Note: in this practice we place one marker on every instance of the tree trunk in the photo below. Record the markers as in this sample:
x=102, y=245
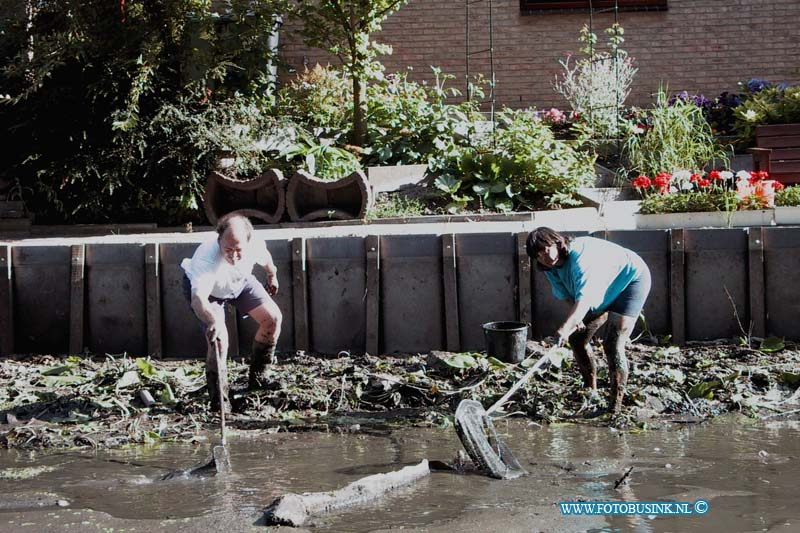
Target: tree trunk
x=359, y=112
* * *
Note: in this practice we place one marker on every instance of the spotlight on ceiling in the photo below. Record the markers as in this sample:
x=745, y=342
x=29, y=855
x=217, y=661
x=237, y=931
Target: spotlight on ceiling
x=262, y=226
---
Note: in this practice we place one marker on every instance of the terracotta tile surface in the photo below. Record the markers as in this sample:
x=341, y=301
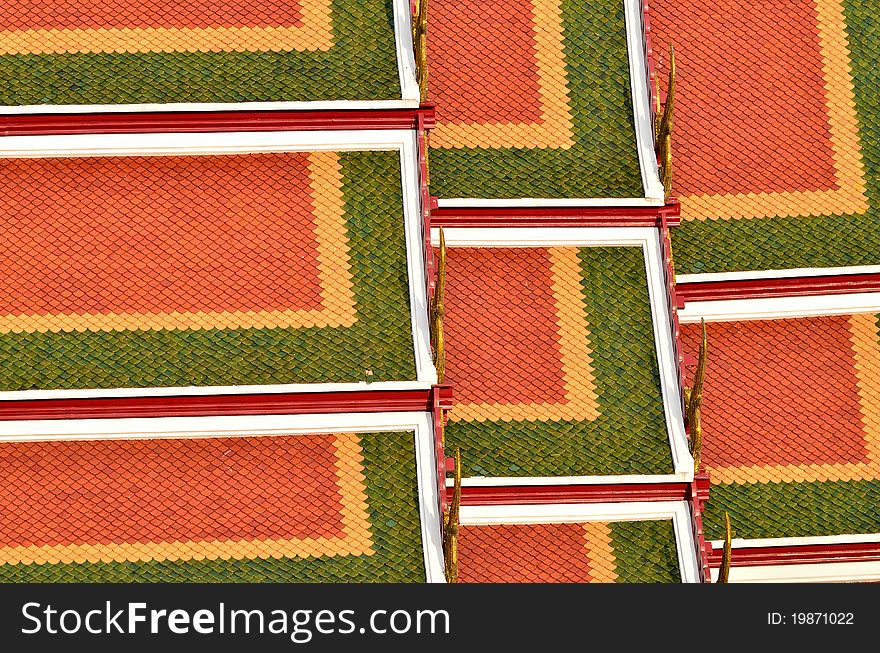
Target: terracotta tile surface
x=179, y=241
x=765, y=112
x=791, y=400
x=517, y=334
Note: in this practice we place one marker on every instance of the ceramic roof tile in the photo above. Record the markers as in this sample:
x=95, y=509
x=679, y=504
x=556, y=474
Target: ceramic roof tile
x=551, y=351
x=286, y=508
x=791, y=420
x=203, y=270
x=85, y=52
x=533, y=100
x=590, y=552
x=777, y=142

WHAT TO WORK ON
Rewrite the records from the line with "of the tree" to the line with "x=359, y=112", both ends included, changing "Target" to "Object" and keeping everything else the same. Give only those lines, and leave the pictures out.

EXERCISE SOLUTION
Note: in this practice we place one marker on every instance of the tree trunk in the photo below. Record the markers as in this sample:
x=102, y=245
Object: tree trunk
x=359, y=112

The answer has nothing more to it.